**本文:**
------------------------------------------------------------

ウクライナを侵攻したロシア軍は、制空権を奪い首都キエフに迫っています。東海3県のウクライナゆかりの人達から、現地の人の無事を願う声が挙がっています。

 爆発音と共に立ち上る黒煙。ロシア軍から発射されたミサイルは、レーダー施設や空港などの軍事施設だけでなくアパートなどにも命中し、民間人を含む137人が死亡しました。

 さらに、36年前に爆発事故を起こしたチェルノブイリ原子力発電所もロシア軍に占拠されました。職員が人質にとられているという情報もあります。

 名古屋市中区にあるNPO法人「チェルノブイリ救援・中部」。

チェルノブイリ救援・中部の河田さん:
「ここの川に4〜5日前に橋をかけてあって、ここから入って占拠した」

 理事の河田昌東さんは、支援を続けているウクライナの現状に心を痛めています。

河田さん:
「緊張が始まっているのはメールで聞いていたので、心配はしていたんです。3日前にはこういうことが起こるとは思っていなくて、非常にびっくりした」

 1986年に起きたチェルノブイリ原発事故。河田さん達は事故後の1990年から、現地に行っては医療機器を送ったり放射能汚染されていない粉ミルクを届けたりする活動などを続けてきました。

 日々、現地で支援活動をしているウクライナ人と連絡を取っている河田さん。

 24日になり、心配なメールが…。

河田さん:
「きのうの朝、個人的に心配になってメールを入れたんです。すぐに返事が返ってきて『私は今のところ大丈夫です。だけど、けさ5時に(車で)家から30分のところに空軍基地があり、そこが爆撃された。みんなパニックになっている』という返事が返ってきました」

 同時多発的に起きた爆撃に加え、チェルノブイリ原発も占拠…。原発周辺に住む村人達の情報はまだ入ってきていません。

------------------------------------------------------------

事例ごとの点による位置特定データ
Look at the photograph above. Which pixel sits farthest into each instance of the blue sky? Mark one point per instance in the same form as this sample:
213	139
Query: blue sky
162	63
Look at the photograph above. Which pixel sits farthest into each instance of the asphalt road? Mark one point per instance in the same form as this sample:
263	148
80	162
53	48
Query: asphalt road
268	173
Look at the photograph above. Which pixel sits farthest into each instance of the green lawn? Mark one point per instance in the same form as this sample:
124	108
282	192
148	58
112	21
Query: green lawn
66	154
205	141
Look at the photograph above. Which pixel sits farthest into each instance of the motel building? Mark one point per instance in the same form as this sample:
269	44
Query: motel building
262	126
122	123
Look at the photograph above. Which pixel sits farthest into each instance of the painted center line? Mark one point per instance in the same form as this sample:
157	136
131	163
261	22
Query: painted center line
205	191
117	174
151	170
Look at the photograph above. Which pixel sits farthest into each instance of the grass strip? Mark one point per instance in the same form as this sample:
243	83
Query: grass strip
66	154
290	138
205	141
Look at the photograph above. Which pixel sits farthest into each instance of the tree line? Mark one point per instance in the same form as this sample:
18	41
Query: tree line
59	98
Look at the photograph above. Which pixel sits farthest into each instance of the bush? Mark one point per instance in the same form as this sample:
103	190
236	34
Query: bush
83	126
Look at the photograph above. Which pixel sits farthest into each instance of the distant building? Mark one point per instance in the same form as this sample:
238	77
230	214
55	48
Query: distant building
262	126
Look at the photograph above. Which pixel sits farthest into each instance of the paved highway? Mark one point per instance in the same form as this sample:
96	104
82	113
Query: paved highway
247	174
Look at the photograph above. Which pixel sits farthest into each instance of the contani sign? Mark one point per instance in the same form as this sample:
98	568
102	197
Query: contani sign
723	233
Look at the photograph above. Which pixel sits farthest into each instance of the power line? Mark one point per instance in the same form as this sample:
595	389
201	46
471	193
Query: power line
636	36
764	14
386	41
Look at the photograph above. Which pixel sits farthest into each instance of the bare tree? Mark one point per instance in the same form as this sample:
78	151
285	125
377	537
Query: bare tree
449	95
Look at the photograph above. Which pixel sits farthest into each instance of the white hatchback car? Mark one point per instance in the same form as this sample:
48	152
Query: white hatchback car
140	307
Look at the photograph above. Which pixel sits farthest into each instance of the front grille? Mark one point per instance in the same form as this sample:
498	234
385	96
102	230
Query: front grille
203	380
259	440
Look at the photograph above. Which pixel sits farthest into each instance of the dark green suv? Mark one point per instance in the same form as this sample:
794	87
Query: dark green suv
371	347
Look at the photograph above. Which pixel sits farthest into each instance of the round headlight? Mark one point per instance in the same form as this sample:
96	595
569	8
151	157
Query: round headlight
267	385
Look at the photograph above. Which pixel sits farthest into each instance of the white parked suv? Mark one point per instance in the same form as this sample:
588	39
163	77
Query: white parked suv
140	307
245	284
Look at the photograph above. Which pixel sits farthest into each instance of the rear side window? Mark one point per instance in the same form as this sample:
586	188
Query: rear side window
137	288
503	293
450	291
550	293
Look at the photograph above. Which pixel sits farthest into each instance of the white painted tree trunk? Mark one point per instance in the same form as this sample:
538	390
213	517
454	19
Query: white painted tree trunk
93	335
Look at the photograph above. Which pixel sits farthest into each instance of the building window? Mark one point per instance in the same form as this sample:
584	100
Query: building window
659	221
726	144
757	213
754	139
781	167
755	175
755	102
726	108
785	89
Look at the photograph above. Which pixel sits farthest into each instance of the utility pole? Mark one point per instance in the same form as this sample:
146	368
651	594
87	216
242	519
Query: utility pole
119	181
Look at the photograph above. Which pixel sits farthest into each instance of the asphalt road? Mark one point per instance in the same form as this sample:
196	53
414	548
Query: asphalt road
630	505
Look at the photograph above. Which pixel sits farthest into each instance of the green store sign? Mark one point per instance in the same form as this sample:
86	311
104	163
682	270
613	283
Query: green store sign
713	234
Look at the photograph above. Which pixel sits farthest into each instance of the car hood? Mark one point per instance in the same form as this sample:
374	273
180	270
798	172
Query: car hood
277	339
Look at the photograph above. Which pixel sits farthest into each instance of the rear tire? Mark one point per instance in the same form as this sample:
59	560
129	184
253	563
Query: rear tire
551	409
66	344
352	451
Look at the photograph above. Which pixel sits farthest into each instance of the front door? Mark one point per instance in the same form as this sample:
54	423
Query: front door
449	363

------------------------------------------------------------

**課題内容:** 本文の「爆発音と共に立ち上る黒煙。ロ」から「ているという情報もあります。」までをすべて書き写し、その際「ミサイル」を「ロケット弾」に変えなさい。

**課題の解答:**
爆発音と共に立ち上る黒煙。ロシア軍から発射されたロケット弾は、レーダー施設や空港などの軍事施設だけでなくアパートなどにも命中し、民間人を含む137人が死亡しました。

 さらに、36年前に爆発事故を起こしたチェルノブイリ原子力発電所もロシア軍に占拠されました。職員が人質にとられているという情報もあります。